== Text passage ==

AMY GOODMAN: This is Democracy Now!, and we’ll be back with Pratap Chatterjee. We’ll also be joined by Gareth Porter to talk about both Afghanistan and Iraq in a minute.

[break]

AMY GOODMAN:

Our guest here in studio in New York is Pratap Chatterjee, the award-winning investigative journalist and managing editor of CorpWatch, author of — well, his latest book is Halliburton’s Army: How a Well-Connected Texas Oil Company Revolutionized the Way America Makes War. Juan?

JUAN GONZALEZ:

Well, Pratap, one of the things, as President Obama looks to ramp up the US involvement in Afghanistan, there’s still a lot of misconception in terms of the nature of the resistance there, that, my guess, most Americans see it as a unified resistance. Your sense from your travels there about the nature of the groupings of the various guerrilla organizations that are fighting the US?

PRATAP CHATTERJEE:

Well, it’s very fractured. There are a lot of different groups, and one of the best examples is actually a journalist by the name of Nir Rosen, who embedded with the Taliban and traveled to visit them, but on his way there got kidnapped by a different group of the Taliban. And they actually had to get, you know, requests from different groups to get him released. And this has happened to a number of people, is — there are fiefdoms in each of the different areas. Whether you go to Wardak province or Logar province or, you know, down to Khost, you’re going to find different people who control different sections, and sometimes they talk to each other, and sometimes they don’t. Now, they are unified in their hatred of the US troops, but that doesn’t necessarily mean they actually agree with each other. And so, it can be very problematic dealing with them, even, you know, as journalists, trying to — you know, I haven’t embedded there, but I know other people who have.

===
== Data excerpts ==

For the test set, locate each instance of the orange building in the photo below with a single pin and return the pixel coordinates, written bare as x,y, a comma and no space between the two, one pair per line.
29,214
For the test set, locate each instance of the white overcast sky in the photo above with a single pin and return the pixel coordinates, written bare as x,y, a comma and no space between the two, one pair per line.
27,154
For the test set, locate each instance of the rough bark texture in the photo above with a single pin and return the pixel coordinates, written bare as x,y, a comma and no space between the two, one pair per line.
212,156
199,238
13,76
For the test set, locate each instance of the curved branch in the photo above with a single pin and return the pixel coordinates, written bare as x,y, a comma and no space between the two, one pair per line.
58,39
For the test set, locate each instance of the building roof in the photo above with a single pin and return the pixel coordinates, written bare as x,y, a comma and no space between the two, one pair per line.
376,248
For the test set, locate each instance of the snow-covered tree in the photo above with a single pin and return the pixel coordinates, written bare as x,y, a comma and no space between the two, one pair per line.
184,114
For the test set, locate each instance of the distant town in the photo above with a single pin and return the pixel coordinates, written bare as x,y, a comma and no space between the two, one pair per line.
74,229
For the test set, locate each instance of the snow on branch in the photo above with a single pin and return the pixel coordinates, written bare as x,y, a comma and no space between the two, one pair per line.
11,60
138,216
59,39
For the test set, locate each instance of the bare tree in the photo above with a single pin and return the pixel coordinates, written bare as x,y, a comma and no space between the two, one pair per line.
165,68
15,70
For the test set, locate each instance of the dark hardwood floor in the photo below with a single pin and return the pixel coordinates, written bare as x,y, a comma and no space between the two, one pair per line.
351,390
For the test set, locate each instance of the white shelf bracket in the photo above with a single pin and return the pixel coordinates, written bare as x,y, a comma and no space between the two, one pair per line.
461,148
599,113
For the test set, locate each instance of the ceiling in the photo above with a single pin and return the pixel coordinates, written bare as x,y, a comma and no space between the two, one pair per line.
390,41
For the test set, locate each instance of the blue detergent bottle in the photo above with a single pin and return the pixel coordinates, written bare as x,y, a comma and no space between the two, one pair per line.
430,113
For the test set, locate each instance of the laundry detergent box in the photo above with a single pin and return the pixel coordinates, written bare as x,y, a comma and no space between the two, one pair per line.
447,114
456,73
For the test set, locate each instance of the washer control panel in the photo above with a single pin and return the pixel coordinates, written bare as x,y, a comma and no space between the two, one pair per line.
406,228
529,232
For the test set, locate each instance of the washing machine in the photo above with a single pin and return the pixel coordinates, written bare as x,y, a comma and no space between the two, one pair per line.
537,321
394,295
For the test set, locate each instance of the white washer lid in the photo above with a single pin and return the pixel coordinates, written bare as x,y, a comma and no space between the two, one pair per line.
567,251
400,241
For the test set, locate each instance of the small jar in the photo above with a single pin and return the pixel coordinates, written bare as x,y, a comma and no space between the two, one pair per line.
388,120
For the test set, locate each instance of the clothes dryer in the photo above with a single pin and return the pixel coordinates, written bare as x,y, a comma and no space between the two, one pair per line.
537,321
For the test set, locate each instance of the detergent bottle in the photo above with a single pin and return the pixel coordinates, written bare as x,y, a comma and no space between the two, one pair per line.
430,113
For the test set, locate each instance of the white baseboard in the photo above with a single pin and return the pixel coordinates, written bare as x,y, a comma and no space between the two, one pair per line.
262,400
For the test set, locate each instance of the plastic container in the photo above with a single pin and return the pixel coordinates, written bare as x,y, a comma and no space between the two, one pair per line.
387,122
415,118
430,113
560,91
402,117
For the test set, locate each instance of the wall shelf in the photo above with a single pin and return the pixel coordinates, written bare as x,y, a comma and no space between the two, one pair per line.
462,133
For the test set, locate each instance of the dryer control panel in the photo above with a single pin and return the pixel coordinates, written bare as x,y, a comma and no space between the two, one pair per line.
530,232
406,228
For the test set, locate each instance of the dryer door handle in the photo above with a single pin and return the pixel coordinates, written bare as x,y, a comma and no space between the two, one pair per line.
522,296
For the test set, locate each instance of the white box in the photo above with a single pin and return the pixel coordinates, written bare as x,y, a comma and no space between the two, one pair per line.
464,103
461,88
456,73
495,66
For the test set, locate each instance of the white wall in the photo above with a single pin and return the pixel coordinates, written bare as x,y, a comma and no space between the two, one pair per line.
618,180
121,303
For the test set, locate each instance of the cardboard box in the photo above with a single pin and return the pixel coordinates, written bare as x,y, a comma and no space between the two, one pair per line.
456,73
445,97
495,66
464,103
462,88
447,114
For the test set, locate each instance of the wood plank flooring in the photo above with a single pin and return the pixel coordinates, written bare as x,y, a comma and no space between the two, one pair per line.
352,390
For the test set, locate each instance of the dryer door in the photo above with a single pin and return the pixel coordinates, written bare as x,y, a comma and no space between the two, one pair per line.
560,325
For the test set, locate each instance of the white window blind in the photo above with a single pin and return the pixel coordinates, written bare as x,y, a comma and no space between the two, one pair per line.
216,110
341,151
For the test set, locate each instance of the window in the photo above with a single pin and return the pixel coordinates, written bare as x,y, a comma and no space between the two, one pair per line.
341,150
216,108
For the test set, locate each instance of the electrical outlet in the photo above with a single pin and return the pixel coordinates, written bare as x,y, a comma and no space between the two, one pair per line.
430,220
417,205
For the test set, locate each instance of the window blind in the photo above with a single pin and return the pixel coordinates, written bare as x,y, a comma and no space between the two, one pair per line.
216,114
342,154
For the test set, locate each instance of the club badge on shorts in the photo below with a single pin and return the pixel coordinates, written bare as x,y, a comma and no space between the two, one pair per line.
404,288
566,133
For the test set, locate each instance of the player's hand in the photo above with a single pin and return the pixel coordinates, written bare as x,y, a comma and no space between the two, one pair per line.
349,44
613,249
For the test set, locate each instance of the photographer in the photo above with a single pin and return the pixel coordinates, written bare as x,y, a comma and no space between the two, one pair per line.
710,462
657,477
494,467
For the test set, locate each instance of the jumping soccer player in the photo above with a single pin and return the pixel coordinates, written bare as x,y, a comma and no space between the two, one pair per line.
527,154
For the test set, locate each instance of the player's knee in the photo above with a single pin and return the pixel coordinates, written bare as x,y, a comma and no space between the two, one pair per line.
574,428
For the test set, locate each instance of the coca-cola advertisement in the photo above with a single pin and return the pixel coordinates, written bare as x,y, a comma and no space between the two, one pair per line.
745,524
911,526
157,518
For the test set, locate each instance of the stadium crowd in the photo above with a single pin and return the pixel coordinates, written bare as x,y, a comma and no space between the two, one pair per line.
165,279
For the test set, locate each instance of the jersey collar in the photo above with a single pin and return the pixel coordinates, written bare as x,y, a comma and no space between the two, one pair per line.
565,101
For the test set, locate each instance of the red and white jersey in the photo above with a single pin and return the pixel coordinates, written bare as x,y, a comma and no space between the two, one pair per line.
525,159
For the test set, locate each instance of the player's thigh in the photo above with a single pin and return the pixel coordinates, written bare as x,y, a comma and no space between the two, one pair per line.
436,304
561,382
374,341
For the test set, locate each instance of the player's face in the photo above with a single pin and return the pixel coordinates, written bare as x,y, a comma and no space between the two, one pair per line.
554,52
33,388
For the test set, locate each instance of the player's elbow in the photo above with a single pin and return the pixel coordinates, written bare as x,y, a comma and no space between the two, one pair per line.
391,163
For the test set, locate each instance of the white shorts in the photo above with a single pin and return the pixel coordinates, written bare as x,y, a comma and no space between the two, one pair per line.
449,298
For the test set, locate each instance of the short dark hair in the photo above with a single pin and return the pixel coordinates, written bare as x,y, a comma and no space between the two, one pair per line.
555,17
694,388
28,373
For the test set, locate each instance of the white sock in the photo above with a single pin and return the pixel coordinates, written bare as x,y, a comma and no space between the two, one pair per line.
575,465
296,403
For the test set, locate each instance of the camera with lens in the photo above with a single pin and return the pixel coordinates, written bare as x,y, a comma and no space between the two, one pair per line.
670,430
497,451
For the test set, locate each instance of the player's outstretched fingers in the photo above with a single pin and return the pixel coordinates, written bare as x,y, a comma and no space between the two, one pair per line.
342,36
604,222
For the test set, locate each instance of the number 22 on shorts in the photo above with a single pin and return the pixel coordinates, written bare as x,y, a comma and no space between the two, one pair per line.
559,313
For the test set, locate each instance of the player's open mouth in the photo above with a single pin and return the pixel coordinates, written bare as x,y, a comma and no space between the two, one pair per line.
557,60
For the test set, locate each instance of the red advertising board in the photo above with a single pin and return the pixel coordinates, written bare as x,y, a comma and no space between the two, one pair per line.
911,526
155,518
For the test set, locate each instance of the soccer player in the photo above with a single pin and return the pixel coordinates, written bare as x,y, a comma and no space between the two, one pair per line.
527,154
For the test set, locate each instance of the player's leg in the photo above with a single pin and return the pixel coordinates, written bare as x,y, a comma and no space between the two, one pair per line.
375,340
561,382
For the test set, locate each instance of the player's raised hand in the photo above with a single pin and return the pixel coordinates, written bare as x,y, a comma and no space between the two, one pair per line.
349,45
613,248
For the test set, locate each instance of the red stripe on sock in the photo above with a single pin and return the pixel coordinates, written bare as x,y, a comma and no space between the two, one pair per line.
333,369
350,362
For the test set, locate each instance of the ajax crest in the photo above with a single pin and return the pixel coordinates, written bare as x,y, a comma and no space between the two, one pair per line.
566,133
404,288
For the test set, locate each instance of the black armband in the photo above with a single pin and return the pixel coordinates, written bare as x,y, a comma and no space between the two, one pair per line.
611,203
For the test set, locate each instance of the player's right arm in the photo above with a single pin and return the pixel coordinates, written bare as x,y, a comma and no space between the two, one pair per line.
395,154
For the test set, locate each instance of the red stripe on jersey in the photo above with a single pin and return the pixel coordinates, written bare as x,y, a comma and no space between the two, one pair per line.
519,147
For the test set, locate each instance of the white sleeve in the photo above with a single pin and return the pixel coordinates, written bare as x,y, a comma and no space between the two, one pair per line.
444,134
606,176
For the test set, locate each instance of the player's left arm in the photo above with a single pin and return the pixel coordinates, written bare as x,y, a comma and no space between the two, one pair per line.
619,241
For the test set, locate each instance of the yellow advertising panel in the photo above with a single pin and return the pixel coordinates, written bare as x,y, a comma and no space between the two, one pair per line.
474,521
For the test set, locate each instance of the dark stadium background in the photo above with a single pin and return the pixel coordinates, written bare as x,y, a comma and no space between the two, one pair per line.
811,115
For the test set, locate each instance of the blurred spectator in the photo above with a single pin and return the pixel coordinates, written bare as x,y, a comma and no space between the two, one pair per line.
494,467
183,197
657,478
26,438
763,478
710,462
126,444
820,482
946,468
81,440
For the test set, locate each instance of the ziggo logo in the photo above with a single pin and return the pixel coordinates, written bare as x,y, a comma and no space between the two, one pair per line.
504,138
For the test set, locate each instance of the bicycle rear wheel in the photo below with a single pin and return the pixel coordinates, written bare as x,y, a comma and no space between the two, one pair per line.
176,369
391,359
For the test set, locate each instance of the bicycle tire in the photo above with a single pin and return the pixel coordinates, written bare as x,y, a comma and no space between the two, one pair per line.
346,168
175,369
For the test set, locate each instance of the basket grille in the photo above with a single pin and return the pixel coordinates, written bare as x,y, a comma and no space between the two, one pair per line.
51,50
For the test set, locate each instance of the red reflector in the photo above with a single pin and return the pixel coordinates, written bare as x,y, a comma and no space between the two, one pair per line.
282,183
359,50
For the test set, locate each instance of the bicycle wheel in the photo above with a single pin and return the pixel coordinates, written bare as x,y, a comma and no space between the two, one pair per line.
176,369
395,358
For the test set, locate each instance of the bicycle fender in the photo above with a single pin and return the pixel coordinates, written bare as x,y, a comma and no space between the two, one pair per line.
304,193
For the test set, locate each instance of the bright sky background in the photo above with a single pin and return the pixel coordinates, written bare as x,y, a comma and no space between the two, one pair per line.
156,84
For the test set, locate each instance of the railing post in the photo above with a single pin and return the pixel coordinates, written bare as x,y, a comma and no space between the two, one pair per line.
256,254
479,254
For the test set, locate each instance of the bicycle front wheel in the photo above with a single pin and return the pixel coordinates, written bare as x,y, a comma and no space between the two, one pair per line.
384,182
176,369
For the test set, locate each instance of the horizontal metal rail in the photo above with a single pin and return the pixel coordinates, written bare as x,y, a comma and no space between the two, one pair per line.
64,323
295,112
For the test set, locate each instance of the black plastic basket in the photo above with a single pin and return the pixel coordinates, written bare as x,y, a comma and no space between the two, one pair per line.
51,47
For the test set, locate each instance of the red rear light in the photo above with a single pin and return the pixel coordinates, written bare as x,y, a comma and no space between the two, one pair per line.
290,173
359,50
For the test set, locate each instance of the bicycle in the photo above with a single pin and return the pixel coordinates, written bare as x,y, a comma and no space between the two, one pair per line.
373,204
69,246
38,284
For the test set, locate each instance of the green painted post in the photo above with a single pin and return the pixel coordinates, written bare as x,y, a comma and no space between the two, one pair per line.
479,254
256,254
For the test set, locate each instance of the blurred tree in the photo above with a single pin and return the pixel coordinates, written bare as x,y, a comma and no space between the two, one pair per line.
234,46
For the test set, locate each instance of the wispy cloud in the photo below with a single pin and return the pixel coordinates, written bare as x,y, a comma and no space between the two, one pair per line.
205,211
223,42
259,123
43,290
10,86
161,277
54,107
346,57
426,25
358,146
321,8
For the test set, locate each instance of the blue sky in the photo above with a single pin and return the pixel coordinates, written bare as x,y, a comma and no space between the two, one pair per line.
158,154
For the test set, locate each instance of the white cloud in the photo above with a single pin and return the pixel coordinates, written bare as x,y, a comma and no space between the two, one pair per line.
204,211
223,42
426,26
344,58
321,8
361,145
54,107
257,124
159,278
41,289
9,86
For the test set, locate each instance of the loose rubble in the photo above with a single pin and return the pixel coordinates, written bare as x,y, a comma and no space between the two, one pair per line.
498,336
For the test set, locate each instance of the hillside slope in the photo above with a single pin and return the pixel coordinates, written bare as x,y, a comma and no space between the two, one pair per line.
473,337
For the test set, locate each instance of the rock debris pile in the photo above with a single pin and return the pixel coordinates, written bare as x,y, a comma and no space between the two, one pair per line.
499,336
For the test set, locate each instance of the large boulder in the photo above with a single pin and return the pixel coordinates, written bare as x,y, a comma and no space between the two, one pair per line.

===

Work instruction 1: In the interview transcript, why does Pratap Chatterjee say dealing with the groups fighting the US can be very problematic?
Work instruction 2: Edit the interview transcript, starting at "AMY GOODMAN: This" and ending at "Makes War. Juan?", so that "award-winning" is replaced by "prize-winning".
Work instruction 3:
Answer these questions from the interview transcript.
(a) Of what organization is Pratap Chatterjee the managing editor?
(b) What happened to Nir Rosen on his way to visit the Taliban?
(c) Which two provinces does Chatterjee name?
None of the tasks make use of the rows above.

Final answer 1: The resistance is fractured into many groups. Different people control different areas, and they sometimes don't talk to each other. They share a hatred of US troops but don't necessarily agree with each other.

Final answer 2:
AMY GOODMAN: This is Democracy Now!, and we’ll be back with Pratap Chatterjee. We’ll also be joined by Gareth Porter to talk about both Afghanistan and Iraq in a minute.

[break]

AMY GOODMAN:

Our guest here in studio in New York is Pratap Chatterjee, the prize-winning investigative journalist and managing editor of CorpWatch, author of — well, his latest book is Halliburton’s Army: How a Well-Connected Texas Oil Company Revolutionized the Way America Makes War. Juan?

Final answer 3:
(a) CorpWatch
(b) He was kidnapped by a different group of the Taliban.
(c) Wardak and Logar